Objective. Rewrite every line from the start of the records through the line that contains "MULTIPOLYGON (((29 262, 30", inclusive, with the requests included. Shift each coordinate in the answers by -104, and leave the pictures out.

Annotation dataset entries.
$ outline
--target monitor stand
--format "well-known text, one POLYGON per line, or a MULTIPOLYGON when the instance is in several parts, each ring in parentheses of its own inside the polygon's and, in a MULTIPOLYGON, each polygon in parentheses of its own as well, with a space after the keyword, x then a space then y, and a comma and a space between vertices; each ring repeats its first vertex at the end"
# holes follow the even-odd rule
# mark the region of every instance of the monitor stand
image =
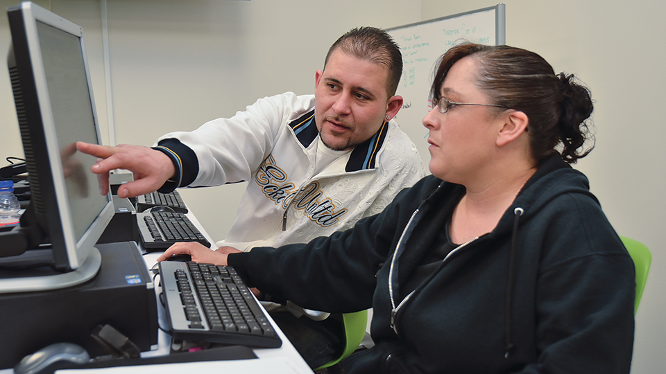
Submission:
MULTIPOLYGON (((29 262, 30 260, 33 260, 31 257, 35 257, 31 252, 27 251, 21 257, 29 262)), ((66 273, 51 269, 50 267, 49 270, 44 271, 43 268, 46 267, 44 266, 41 267, 41 269, 20 270, 7 270, 7 267, 2 267, 4 269, 0 271, 0 294, 47 291, 80 285, 92 279, 99 271, 101 264, 102 256, 99 250, 93 247, 80 267, 66 273)))

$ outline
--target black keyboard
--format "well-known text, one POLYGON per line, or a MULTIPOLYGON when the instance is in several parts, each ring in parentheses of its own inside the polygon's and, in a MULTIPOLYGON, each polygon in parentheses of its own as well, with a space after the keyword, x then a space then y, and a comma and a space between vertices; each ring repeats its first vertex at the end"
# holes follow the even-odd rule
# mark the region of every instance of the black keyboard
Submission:
POLYGON ((148 251, 164 250, 178 242, 198 242, 210 248, 210 242, 185 213, 139 213, 137 224, 141 242, 148 251))
POLYGON ((160 277, 172 337, 262 348, 282 346, 233 267, 162 261, 160 277))
POLYGON ((169 193, 154 192, 137 197, 137 211, 147 211, 153 206, 169 206, 174 212, 187 213, 187 207, 178 191, 169 193))

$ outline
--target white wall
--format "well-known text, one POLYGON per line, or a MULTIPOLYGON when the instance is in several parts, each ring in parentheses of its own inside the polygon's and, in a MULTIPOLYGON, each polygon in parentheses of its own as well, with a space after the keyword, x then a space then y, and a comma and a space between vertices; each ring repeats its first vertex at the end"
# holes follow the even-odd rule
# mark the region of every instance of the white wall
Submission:
MULTIPOLYGON (((651 271, 636 317, 634 374, 666 367, 663 186, 666 3, 502 0, 507 44, 577 74, 596 100, 597 147, 577 168, 621 234, 646 244, 651 271)), ((0 0, 6 8, 18 1, 0 0)), ((42 1, 48 3, 48 1, 42 1)), ((84 28, 103 131, 106 87, 99 1, 51 1, 84 28)), ((328 46, 352 27, 388 28, 494 6, 481 0, 108 1, 116 139, 150 145, 160 135, 229 116, 259 97, 312 91, 328 46)), ((0 54, 9 36, 0 17, 0 54)), ((402 124, 418 125, 420 124, 402 124)), ((0 73, 0 165, 22 155, 11 91, 0 73)), ((105 141, 108 137, 103 136, 105 141)), ((243 185, 181 190, 216 240, 243 185)))
MULTIPOLYGON (((486 8, 488 0, 422 0, 429 19, 486 8)), ((632 373, 666 368, 666 3, 636 0, 502 0, 506 44, 533 51, 556 72, 574 73, 590 87, 597 146, 577 168, 590 178, 621 235, 652 253, 636 315, 632 373), (660 186, 661 187, 660 187, 660 186)))
MULTIPOLYGON (((18 3, 0 0, 0 8, 18 3)), ((46 1, 44 1, 46 3, 46 1)), ((102 137, 108 143, 100 1, 51 1, 83 27, 102 137)), ((311 93, 330 45, 360 26, 420 19, 420 0, 108 0, 117 143, 151 145, 160 135, 232 116, 257 98, 311 93)), ((6 51, 0 17, 0 51, 6 51)), ((1 52, 0 52, 1 54, 1 52)), ((22 155, 8 78, 0 73, 0 165, 22 155)), ((216 240, 235 217, 245 184, 181 189, 216 240)))

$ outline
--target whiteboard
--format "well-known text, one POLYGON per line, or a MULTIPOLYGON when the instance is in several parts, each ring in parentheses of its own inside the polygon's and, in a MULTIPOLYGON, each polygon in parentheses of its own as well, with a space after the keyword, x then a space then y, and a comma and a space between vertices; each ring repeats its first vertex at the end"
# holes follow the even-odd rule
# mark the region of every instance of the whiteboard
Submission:
POLYGON ((396 95, 404 103, 395 116, 427 166, 428 130, 421 123, 430 110, 428 93, 438 60, 463 42, 488 45, 506 42, 504 4, 386 30, 402 52, 402 79, 396 95))

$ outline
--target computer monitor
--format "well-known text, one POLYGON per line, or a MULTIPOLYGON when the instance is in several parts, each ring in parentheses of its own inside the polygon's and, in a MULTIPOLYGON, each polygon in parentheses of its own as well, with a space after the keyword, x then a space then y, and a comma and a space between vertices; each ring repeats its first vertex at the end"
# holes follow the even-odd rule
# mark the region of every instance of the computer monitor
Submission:
POLYGON ((0 279, 0 293, 69 287, 96 274, 101 256, 94 245, 114 214, 110 193, 100 194, 90 172, 95 158, 76 148, 79 141, 101 144, 83 29, 31 2, 7 12, 8 67, 31 201, 20 226, 0 237, 0 256, 46 240, 58 272, 0 279))

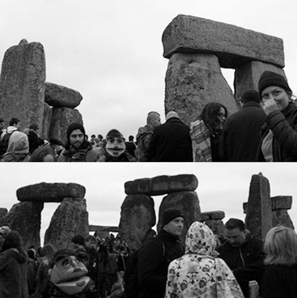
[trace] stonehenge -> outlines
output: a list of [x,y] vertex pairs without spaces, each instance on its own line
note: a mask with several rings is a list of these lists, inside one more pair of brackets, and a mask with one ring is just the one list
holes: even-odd
[[[0,226],[7,225],[23,237],[25,247],[40,246],[41,212],[44,204],[60,203],[46,232],[44,244],[51,243],[57,248],[67,247],[76,235],[86,236],[97,231],[101,237],[110,232],[118,233],[130,249],[139,248],[147,239],[162,228],[162,214],[168,208],[178,209],[185,216],[185,227],[181,238],[195,221],[205,222],[219,238],[223,238],[223,211],[201,212],[200,202],[196,191],[198,180],[192,174],[163,175],[128,181],[124,184],[127,195],[121,207],[118,226],[89,224],[86,190],[74,183],[42,182],[19,188],[18,200],[9,211],[0,208]],[[292,207],[290,195],[271,197],[268,179],[261,173],[252,175],[248,201],[243,203],[247,228],[253,235],[264,239],[268,231],[279,224],[294,228],[287,210]],[[159,209],[155,210],[154,196],[164,196]],[[119,210],[119,212],[120,210]],[[156,215],[158,215],[156,223]]]
[[[285,77],[280,38],[233,25],[179,15],[162,37],[163,57],[169,59],[165,78],[165,113],[177,112],[188,125],[211,102],[238,110],[243,94],[258,91],[265,70]],[[234,94],[221,68],[235,70]]]
[[5,52],[0,75],[0,110],[7,123],[12,117],[21,121],[21,130],[33,123],[41,137],[65,143],[71,122],[83,123],[75,108],[82,97],[78,91],[45,81],[46,60],[40,43],[25,39]]

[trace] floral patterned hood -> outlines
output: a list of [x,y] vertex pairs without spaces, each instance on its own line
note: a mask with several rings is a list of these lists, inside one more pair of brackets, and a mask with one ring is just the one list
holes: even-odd
[[216,246],[215,235],[209,227],[199,221],[192,224],[186,236],[185,253],[209,256]]

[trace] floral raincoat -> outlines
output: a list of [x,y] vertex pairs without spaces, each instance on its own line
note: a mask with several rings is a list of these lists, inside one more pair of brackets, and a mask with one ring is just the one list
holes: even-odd
[[186,237],[185,254],[168,268],[165,298],[243,298],[225,262],[212,256],[216,245],[207,226],[192,224]]

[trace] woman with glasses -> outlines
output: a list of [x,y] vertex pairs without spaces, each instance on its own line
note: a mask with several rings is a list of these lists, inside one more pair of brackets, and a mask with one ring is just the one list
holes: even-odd
[[222,161],[219,155],[219,143],[227,116],[227,109],[223,105],[209,103],[191,123],[190,134],[194,162]]

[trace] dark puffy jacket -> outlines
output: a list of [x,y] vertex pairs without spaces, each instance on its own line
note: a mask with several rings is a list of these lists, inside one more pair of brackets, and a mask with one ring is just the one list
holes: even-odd
[[261,130],[257,161],[265,161],[261,150],[261,145],[269,129],[272,131],[273,135],[273,161],[297,161],[297,108],[293,104],[289,103],[282,112],[273,111],[267,115],[266,123]]
[[140,298],[164,297],[169,264],[184,253],[179,238],[164,230],[140,249],[138,267]]

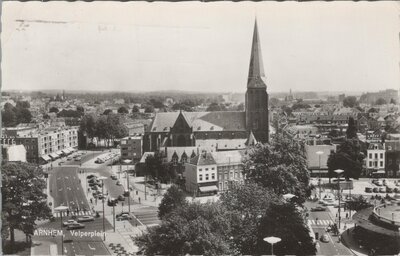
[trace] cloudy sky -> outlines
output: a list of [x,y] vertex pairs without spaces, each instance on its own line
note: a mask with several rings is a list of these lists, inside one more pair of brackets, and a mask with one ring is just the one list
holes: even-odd
[[246,89],[257,16],[269,91],[400,87],[396,2],[3,2],[3,89]]

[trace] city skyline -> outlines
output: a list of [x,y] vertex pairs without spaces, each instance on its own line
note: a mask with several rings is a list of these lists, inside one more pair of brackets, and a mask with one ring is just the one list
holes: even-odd
[[3,10],[3,90],[243,92],[256,15],[269,92],[399,86],[391,2],[7,2]]

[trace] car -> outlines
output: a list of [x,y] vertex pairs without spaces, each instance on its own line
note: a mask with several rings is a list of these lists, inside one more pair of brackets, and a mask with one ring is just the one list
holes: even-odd
[[328,237],[328,235],[327,234],[323,234],[322,236],[321,236],[321,242],[324,242],[324,243],[329,243],[329,237]]
[[365,187],[365,192],[367,192],[367,193],[372,193],[372,188],[370,188],[370,187]]
[[124,214],[122,214],[122,215],[120,215],[120,216],[117,217],[117,220],[118,220],[118,221],[121,221],[121,220],[131,220],[131,219],[132,219],[132,216],[131,216],[130,214],[127,214],[127,213],[124,213]]
[[88,222],[88,221],[94,221],[94,218],[92,216],[81,216],[77,219],[78,222]]
[[129,196],[129,190],[125,190],[123,196],[128,197]]
[[67,226],[69,226],[71,224],[75,224],[75,223],[78,223],[78,222],[76,222],[76,220],[70,219],[70,220],[67,220],[67,221],[63,222],[63,227],[67,227]]
[[85,228],[85,225],[83,225],[82,223],[74,223],[74,224],[68,225],[67,230],[81,229],[81,228]]
[[312,207],[311,211],[312,212],[324,212],[324,211],[326,211],[326,207],[323,207],[323,206]]

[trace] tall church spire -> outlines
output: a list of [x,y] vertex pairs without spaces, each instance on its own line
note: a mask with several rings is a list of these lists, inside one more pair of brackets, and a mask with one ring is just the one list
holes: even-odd
[[264,65],[262,62],[260,37],[258,35],[257,18],[254,23],[253,43],[251,46],[251,57],[247,87],[266,88]]

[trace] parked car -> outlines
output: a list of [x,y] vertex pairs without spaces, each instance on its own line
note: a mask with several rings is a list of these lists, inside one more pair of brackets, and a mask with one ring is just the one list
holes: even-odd
[[124,213],[124,214],[122,214],[122,215],[120,215],[120,216],[117,217],[117,220],[118,220],[118,221],[121,221],[121,220],[131,220],[131,219],[132,219],[132,216],[131,216],[130,214],[127,214],[127,213]]
[[329,237],[328,237],[327,234],[323,234],[323,235],[321,236],[321,242],[329,243]]
[[76,220],[67,220],[67,221],[63,222],[63,227],[66,227],[66,226],[69,226],[69,225],[75,224],[75,223],[78,223],[78,222],[76,222]]
[[367,192],[367,193],[372,193],[372,188],[370,188],[370,187],[365,187],[365,192]]
[[312,207],[311,211],[312,212],[324,212],[324,211],[326,211],[326,207],[323,207],[323,206]]
[[94,221],[94,218],[92,216],[82,216],[79,217],[78,222],[87,222],[87,221]]
[[72,229],[81,229],[84,228],[85,225],[83,225],[82,223],[74,223],[74,224],[70,224],[67,227],[67,230],[72,230]]

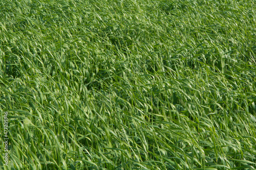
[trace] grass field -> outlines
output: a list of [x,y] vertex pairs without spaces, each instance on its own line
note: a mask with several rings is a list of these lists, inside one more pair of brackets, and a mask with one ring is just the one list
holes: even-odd
[[255,169],[255,55],[253,0],[2,0],[0,166]]

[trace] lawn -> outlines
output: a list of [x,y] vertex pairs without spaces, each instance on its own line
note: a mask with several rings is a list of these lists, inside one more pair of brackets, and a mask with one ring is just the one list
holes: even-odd
[[255,14],[253,0],[2,0],[0,167],[256,169]]

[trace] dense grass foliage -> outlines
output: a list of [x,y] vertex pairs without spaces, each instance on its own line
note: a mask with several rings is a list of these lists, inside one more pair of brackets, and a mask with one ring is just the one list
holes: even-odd
[[253,0],[1,1],[5,169],[256,168],[255,13]]

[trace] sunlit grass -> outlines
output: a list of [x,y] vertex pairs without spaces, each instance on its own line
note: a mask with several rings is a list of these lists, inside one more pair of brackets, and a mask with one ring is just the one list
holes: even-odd
[[2,1],[1,166],[256,169],[255,5]]

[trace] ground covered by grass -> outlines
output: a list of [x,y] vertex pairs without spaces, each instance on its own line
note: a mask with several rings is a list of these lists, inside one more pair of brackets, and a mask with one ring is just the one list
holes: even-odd
[[4,168],[255,169],[255,14],[253,0],[1,1]]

Result below.
$ outline
--target monitor stand
--format "well-known text, one POLYGON per line, or a MULTIPOLYGON when the instance is in several parts, each ring in parentheses of its own inside the polygon's and, in a MULTIPOLYGON, each polygon in parentheses of its own as well, with a space after the keyword, x then a space then y, and a comma and a space between vertices; each ring repeats its first vertex at the end"
# holes follow the even-odd rule
# mark the region of every instance of the monitor stand
image =
Submission:
MULTIPOLYGON (((-75 158, -74 156, -71 156, -73 153, -69 153, -73 148, -77 147, -83 153, -75 158)), ((-38 169, -53 165, -54 163, -55 166, -60 167, -61 164, -58 163, -60 162, -63 163, -63 165, -84 166, -97 166, -97 163, -102 163, -100 165, -104 167, -104 190, -57 187, -24 181, -12 175, -5 167, -3 160, -2 152, -5 146, -11 143, -24 163, -38 169)))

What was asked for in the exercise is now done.